What is needed
The lines you return should be those containing the string "instance", taken from the data below.

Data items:
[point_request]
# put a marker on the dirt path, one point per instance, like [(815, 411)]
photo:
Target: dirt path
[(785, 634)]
==
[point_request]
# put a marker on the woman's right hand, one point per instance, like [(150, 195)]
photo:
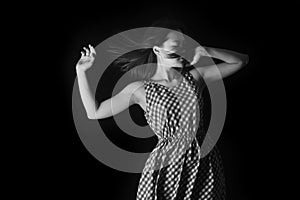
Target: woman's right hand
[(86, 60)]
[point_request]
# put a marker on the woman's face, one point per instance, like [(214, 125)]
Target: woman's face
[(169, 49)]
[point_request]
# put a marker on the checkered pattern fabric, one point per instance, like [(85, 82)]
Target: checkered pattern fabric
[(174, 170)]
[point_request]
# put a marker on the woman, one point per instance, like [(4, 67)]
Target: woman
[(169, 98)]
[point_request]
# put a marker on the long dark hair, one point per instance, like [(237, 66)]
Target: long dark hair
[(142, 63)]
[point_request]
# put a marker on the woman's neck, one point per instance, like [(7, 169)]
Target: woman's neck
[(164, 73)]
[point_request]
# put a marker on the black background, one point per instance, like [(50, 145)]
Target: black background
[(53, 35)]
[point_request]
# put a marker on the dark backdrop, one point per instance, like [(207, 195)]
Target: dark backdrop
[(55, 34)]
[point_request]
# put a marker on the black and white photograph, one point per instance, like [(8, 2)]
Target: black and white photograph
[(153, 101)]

Answer box
# put a marker on the dirt path, one point per instance, like [(815, 411)]
# put a marker on the woman's right hand, one point per instance, like [(150, 195)]
# put a marker on the woman's face, one point per instance, like [(214, 125)]
# put a marker on the checkered pattern fabric, one point per instance, like [(85, 82)]
# put a marker on the woman, one point per instance, like [(4, 67)]
# put a marker on the long dark hair, one point per instance, like [(237, 66)]
# put a marker on the woman's neck, one point per instance, like [(7, 169)]
# put a marker on the black background, one point per instance, like [(50, 145)]
# put a marker on the dark backdrop, one point per instance, like [(207, 195)]
# put a marker on the black and white photograph, one point per instance, like [(8, 2)]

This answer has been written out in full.